Tasks to complete:
(A) Please extract the part of the cloud storage passage starting with "Lifecycle conditions can" and going on through "are not live)".
(B) According to the cloud storage passage, what two actions does Cloud Storage lifecycle management support?

** START OF Document segment **

Databases, like CloudSQL and Firestore, store data that needs to be persistently stored and readily accessed by an application or user. Data should be stored in the database when it could possibly be queried or updated. When data is no longer required to be queried or updated, it can be exported and stored in object storage.
In the case of time-series databases, data may be aggregated by larger time spans as time goes on. For example, an application may collect performance metrics every minute. After three days, there is no need to query to the minute level of detail, and data can be aggregated to the hour level. After one month, data can be aggregated to the day level. This incremental aggregation will save space and improve response times for queries that span large time ranges.
Object storage is often used for unstructured data and backups. Standard Storage class should be used for frequently accessed data. If data is accessed at most once a month, then Nearline storage can be used. When data is not likely to be accessed more than once in 90 days, then Coldline storage should be used. Archive storage is appropriate for objects that are not accessed more than once per year.
Consider how to take advantage of Cloud Storage's lifecycle management features, which allow you to specify actions to perform on objects when specific events occur. The two actions supported are deleting an object or changing its storage class. Standard Class storage objects can be migrated to either Nearline, Coldline, or Archive storage. Nearline storage can migrate to Coldline storage or Archive storage. Coldline storage can be migrated to Archive storage. DRA Storage can be transitioned to the other storage classes.
Lifecycle conditions can be based on the following:
The age of an object
When it was created, including CreatedBefore and CustomTimeBefore conditions
Days since a custom time metadata field on an object
The object's storage class
The number of versions of an object as well as the number of days since the object became noncurrent
Whether or not the object is “live” (an object in nonversions bucketed is “live”; archived objects are not live)
Storage class
You can monitor data lifecycle management either by using Cloud Storage usage logs or by enabling Pub/Sub notifications for Cloud Storage buckets. The latter will send a message to a Pub/Sub topic when an action occurs.
Systems Integration and Data Management
Business requirements can give information that is useful for identifying dependencies between systems and how data will flow through those systems.

** END OF Document segment **
** START OF Supplied entries **

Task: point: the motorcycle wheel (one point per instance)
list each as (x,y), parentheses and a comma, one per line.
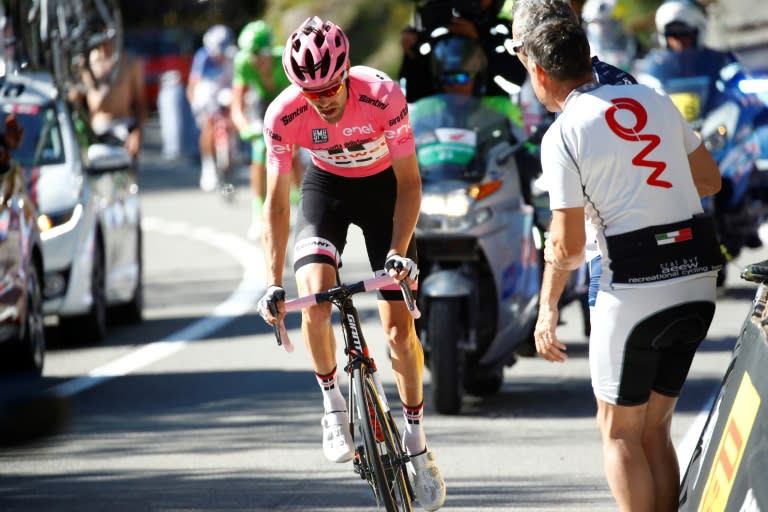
(444,324)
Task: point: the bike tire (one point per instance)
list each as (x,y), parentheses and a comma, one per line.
(371,454)
(104,21)
(392,452)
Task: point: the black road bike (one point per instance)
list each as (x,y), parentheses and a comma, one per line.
(380,457)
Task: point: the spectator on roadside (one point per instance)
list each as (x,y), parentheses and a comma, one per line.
(481,21)
(115,99)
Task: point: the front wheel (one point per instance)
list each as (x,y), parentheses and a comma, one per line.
(445,326)
(380,459)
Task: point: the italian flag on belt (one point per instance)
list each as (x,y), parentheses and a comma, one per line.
(673,237)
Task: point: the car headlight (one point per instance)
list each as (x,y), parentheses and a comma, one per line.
(439,222)
(453,204)
(55,224)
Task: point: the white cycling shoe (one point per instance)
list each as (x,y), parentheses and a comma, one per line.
(427,481)
(337,440)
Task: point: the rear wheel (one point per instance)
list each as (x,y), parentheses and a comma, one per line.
(132,311)
(27,354)
(445,324)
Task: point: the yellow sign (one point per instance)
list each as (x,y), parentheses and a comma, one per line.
(688,103)
(730,451)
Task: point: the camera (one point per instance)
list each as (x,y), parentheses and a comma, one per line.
(431,14)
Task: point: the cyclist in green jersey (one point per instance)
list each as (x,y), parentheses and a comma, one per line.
(258,78)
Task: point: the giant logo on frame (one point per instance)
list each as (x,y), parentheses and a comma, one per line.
(731,449)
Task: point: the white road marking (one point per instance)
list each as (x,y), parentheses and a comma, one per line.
(246,294)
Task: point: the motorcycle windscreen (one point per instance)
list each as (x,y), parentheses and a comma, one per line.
(448,154)
(689,96)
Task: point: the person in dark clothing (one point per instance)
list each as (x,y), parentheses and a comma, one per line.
(474,19)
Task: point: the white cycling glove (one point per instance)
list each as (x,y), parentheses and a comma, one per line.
(400,263)
(268,302)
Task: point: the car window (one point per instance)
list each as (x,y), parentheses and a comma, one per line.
(41,143)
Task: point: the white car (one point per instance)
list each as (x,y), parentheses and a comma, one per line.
(89,212)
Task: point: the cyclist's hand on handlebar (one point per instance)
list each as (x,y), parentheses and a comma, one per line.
(401,268)
(269,304)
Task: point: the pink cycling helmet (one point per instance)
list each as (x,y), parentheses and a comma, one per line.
(315,54)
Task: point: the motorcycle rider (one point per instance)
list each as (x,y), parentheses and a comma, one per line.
(210,73)
(607,35)
(258,79)
(354,122)
(680,28)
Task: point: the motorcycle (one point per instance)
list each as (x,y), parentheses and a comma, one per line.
(480,251)
(736,134)
(702,84)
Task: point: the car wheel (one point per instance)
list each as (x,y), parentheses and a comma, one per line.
(132,311)
(28,352)
(91,327)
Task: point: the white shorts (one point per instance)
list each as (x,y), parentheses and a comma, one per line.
(644,339)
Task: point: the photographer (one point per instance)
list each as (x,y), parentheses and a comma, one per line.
(474,19)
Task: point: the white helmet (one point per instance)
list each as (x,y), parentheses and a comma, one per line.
(680,12)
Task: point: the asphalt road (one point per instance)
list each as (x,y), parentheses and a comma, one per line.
(197,409)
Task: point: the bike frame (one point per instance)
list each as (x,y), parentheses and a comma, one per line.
(380,457)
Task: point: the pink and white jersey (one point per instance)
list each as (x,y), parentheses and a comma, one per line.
(621,152)
(373,130)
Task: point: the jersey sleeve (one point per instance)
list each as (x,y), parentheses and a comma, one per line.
(561,173)
(397,129)
(279,157)
(240,66)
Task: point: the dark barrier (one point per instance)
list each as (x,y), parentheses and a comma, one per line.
(729,467)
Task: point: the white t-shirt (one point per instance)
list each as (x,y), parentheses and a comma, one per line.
(621,152)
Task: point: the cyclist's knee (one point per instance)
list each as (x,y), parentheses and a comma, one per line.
(402,338)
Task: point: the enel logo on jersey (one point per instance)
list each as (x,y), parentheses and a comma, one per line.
(633,134)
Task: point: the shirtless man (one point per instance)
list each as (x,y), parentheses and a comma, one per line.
(118,107)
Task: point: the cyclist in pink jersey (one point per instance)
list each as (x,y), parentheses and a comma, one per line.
(354,123)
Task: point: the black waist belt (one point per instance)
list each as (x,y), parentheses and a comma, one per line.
(665,252)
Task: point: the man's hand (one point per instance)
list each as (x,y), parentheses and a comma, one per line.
(547,344)
(401,268)
(269,304)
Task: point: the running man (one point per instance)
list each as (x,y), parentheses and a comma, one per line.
(623,161)
(354,122)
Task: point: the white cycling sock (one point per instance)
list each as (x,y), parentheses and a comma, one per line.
(333,400)
(414,438)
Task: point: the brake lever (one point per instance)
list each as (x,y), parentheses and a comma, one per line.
(409,300)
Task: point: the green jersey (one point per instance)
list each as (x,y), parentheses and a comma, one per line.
(245,73)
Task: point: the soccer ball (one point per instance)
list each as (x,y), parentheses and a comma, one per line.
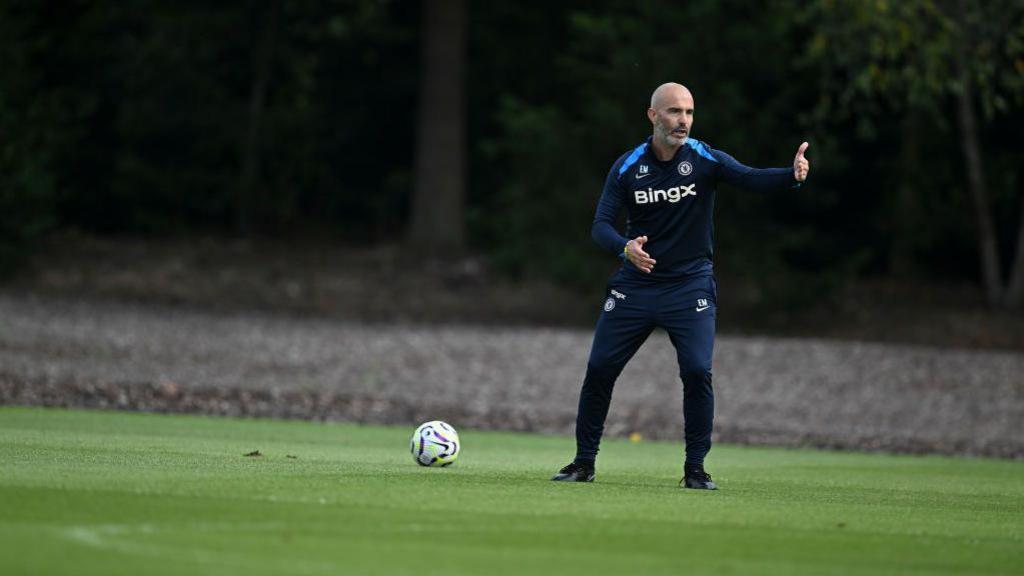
(434,444)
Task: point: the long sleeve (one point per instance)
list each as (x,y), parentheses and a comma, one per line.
(603,231)
(754,179)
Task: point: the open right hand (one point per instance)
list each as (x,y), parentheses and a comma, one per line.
(641,259)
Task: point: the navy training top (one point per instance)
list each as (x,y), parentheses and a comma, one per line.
(672,204)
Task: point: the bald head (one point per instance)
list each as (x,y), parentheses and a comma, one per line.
(671,114)
(669,91)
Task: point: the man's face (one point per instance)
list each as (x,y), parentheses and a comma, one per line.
(673,117)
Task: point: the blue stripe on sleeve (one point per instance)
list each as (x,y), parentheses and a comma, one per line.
(700,149)
(637,153)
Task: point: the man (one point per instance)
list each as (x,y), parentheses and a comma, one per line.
(667,186)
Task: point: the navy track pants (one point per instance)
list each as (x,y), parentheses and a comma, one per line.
(686,311)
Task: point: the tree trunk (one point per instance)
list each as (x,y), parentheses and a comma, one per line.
(988,249)
(1015,291)
(266,23)
(436,222)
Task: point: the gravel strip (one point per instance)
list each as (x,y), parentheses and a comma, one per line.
(58,352)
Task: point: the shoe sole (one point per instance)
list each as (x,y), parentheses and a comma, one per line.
(570,479)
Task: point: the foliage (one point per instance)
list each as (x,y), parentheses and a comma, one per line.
(131,118)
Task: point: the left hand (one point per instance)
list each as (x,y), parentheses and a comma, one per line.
(800,164)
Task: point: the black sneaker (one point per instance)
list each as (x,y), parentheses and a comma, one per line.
(576,472)
(694,477)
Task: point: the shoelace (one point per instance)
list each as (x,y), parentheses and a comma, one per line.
(698,474)
(571,468)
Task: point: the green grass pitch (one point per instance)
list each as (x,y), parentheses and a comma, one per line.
(117,493)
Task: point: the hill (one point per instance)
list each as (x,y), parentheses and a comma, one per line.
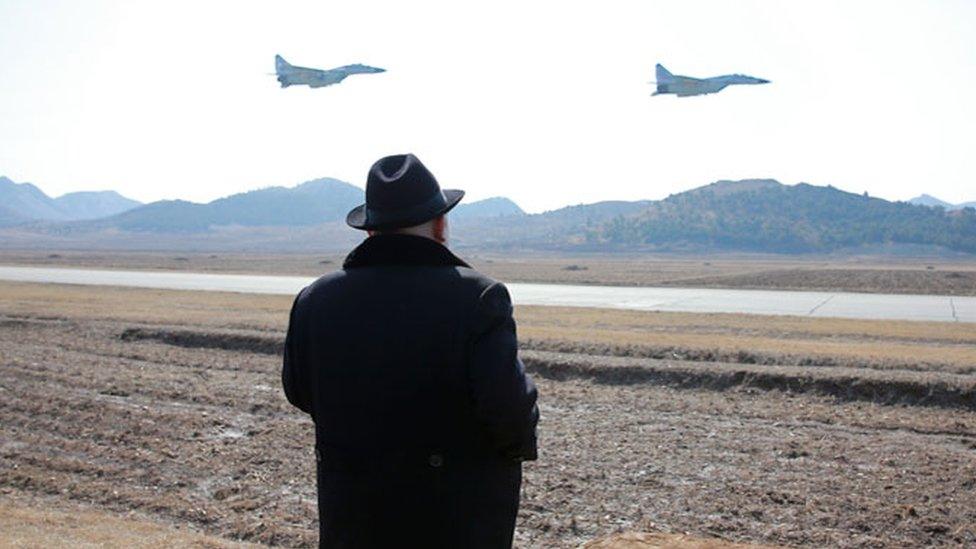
(767,216)
(565,227)
(317,201)
(929,200)
(498,206)
(24,202)
(94,204)
(753,215)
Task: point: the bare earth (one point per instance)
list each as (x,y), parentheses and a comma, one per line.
(780,431)
(907,275)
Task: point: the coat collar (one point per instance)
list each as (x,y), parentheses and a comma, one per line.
(401,249)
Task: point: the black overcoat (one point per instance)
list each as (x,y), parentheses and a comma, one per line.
(406,359)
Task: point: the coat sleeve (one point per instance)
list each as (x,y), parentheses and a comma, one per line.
(505,397)
(292,375)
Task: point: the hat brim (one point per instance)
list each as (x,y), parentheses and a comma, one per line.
(357,218)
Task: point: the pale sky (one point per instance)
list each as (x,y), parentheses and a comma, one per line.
(546,102)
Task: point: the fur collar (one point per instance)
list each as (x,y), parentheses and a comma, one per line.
(401,249)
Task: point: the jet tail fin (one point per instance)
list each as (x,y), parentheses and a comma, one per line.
(281,68)
(280,63)
(662,74)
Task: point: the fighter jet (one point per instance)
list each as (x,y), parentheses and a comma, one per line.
(686,86)
(290,75)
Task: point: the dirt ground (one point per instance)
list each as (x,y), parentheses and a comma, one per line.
(910,275)
(168,404)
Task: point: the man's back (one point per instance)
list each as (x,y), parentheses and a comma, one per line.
(407,361)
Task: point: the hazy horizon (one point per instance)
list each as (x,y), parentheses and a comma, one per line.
(547,104)
(466,200)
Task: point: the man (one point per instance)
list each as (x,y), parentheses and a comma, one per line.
(406,359)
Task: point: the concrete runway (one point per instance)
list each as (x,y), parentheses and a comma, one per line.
(763,302)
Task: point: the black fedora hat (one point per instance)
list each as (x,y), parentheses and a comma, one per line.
(401,192)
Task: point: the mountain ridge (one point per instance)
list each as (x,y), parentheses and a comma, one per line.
(25,202)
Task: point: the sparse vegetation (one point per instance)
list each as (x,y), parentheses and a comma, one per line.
(167,403)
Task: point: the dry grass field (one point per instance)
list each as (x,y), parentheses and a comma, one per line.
(165,407)
(868,274)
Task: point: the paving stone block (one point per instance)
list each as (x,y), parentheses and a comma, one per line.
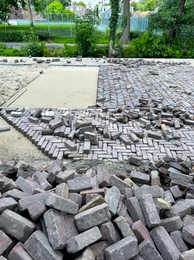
(64,176)
(134,209)
(176,192)
(39,247)
(56,230)
(36,210)
(112,198)
(109,232)
(148,252)
(62,190)
(15,225)
(124,249)
(188,255)
(7,203)
(164,243)
(135,161)
(19,253)
(181,208)
(177,238)
(97,200)
(5,242)
(123,227)
(188,234)
(149,211)
(92,217)
(41,180)
(140,177)
(120,184)
(62,204)
(172,224)
(83,240)
(28,201)
(79,184)
(155,191)
(141,232)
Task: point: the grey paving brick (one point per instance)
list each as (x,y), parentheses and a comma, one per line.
(19,253)
(177,238)
(148,252)
(39,247)
(15,225)
(62,204)
(149,211)
(124,249)
(5,242)
(84,239)
(165,244)
(92,217)
(112,198)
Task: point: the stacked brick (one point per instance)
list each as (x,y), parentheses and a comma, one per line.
(149,131)
(56,213)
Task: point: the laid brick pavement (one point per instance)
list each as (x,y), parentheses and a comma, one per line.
(169,86)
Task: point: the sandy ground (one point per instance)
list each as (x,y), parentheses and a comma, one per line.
(61,87)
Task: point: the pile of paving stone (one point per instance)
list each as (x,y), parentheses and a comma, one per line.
(63,212)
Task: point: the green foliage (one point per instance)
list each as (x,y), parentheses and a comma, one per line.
(8,52)
(32,47)
(114,19)
(86,36)
(153,46)
(173,17)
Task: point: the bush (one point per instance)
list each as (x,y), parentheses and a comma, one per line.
(86,35)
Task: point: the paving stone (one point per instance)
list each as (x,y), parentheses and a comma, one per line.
(28,201)
(5,242)
(177,194)
(149,211)
(155,191)
(188,234)
(177,238)
(112,198)
(39,247)
(124,249)
(134,209)
(92,217)
(109,233)
(62,204)
(141,232)
(188,255)
(83,240)
(64,176)
(80,183)
(19,253)
(15,225)
(7,203)
(148,252)
(123,226)
(97,200)
(140,177)
(181,208)
(36,210)
(62,190)
(172,224)
(135,161)
(164,243)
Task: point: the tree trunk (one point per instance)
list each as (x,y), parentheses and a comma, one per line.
(30,13)
(125,37)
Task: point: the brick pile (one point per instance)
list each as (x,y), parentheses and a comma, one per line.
(57,213)
(149,131)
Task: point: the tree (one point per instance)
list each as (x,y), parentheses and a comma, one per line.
(113,26)
(125,37)
(5,6)
(173,17)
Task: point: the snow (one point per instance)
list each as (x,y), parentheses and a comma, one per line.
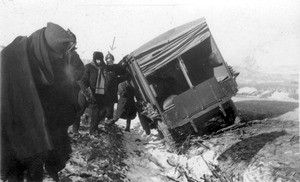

** END OF Supplied entries **

Task-by-task results:
(A)
Lifecycle conditions can be based on the following:
The age of an object
When it was created, including CreatedBefore and CustomTimeBefore conditions
Days since a custom time metadata field on an object
The object's storage class
The number of versions of an object as well as the number of days since the object became noncurrent
Whether or not the object is “live” (an object in nonversions bucketed is “live”; archived objects are not live)

(B) Deleting an object or changing its storage class.